« Lifting the Ban on Intercept Evidence? » - par Fanny FOREST
« Lifting the Ban on Intercept Evidence? » (Controverse autour de l'utilisation des communications interceptées comme élément de preuve au cours du procès pénal au Royaume Uni)
Contrairement à la France,le Royaume-Uni prohibe l'utilisation comme élément de preuve au cours du procès des communication interceptées (intecept evidence.) Or, cette interdiction est source de controverses en révélant la tension qui existe entre les impératifs de sécurité nationale et les exigences découlant des droits fondamentaux protégés par la CEDH .Le droit comparé suggère des solutions au regard des systèmes accusatoires et inquisitoires.

^^^^

### À compléter
1. Répondez aux questions suivantes à partir du texte sur les communications interceptées comme preuve :
(a) Quel nom figure après le mot « par » dans le titre ?
(b) À quel pays le texte oppose-t-il le Royaume-Uni ?
(c) Entre quels éléments l'interdiction fait-elle apparaître une tension ?
2. Relevez tous les noms propres et sigles présents dans le texte sur les communications interceptées comme preuve.
3. Poursuivez le texte sur les communications interceptées comme preuve après sa dernière phrase.

### Données de départ
^^^^

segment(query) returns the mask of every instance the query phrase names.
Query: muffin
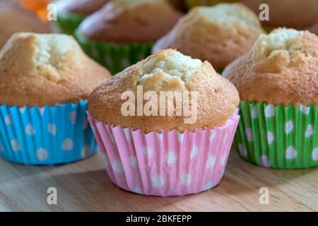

^^^^

### Exercices corrigés
1.
(a) Fanny FOREST.
(b) La France.
(c) Entre les impératifs de sécurité nationale et les exigences découlant des droits fondamentaux protégés par la CEDH.

2. Fanny FOREST, Royaume-Uni, France, CEDH.

3.
La notion d'intercept evidence (I.E) désigne l'utilisation comme élément de preuve au cours d'une procédure judiciaire de données interceptées de façon secrète lors d'une communication privée par les services de renseignements ou les forces de l'ordre. Au Royaume-Uni ce type de preuve est prohibé en vertu de l'article 17 du regulation of investigatory powers act (RIPA). En 2006 l'ONG Justice a publié un rapport(r1) recommandant la levée de cette interdiction dans le cadre de la lutte contre le terrorisme. Dans la perspective de l'évolution des systèmes juridiques, ce débat doctrinal pose la question de la pertinence de la catégorisation des modèles juridiques au vu de l'émergence d'un modèle mixte européen de type contradictoire, conforme au standard du procès équitable posé par jurisprudence de la Cour Européenne des droits de l'homme. Ce modèle, influençant indéniablement les pratiques judiciaires et les positions doctrinales dans le régime d'administration de la preuve remet en question de « l'apparente irréductibilité des modèles de type accusatoire ou inquisitoire. »(r2) Il s’avère pertinent d’un point de vue comparé de tenter de comprendre comment s’explique la divergence d’approche alors même que la France et le Royaume Uni sont tous deux engagés dans la lutte contre le terrorisme et soumis aux mêmes obligations internationales. En particulier, il convient d’évaluer dans quelle mesure la spécificité du modèle juridique propre a chaque pays constitue un facteur explicatif et partant, si le droit comparé peut suggérer une solution.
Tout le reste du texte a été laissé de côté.